• [Task details] Render every line of the records below as a numbered list, skipping any blank lines. Leave the pictures out of your answer.

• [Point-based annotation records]
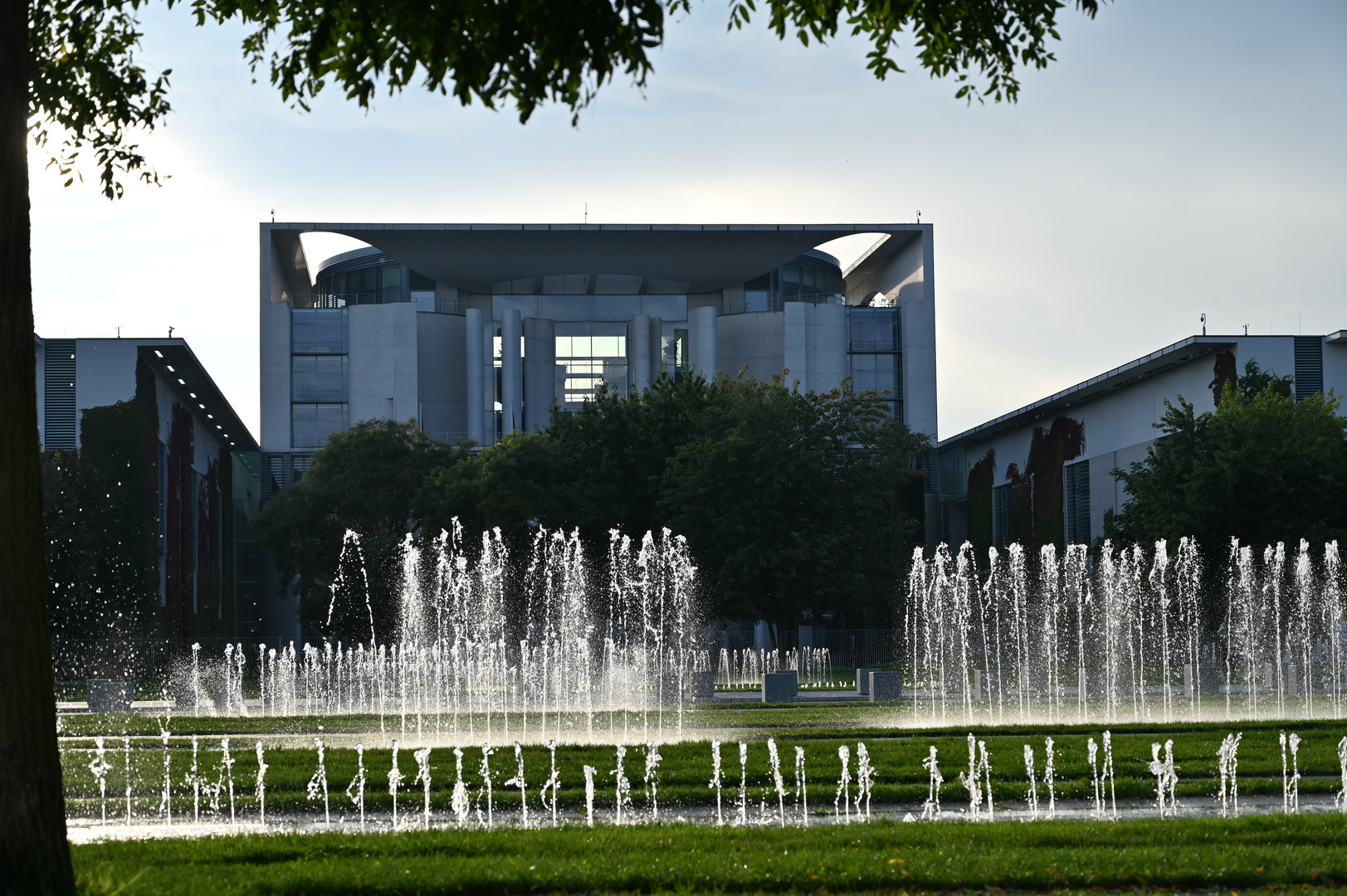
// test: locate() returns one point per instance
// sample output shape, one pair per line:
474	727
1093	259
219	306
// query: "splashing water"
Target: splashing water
423	777
1227	764
931	809
458	802
775	760
864	781
100	767
717	781
318	783
744	783
1032	794
589	796
519	782
802	791
842	802
553	783
652	779
395	777
486	771
261	788
356	790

• [Written response]
1. // test: locate() returns one point per instance
2. // sample output shape, one pair per line:
3. 474	727
4. 1093	259
5. 219	306
6. // query: "splashing water"
7. Target: splashing water
8. 423	777
9. 1227	764
10. 931	809
11. 458	802
12. 775	760
13. 864	781
14. 100	767
15. 717	781
16. 318	783
17. 744	783
18. 1032	794
19. 589	796
20. 519	782
21. 802	791
22. 842	802
23. 553	783
24. 652	779
25. 395	777
26. 486	771
27. 261	788
28. 356	790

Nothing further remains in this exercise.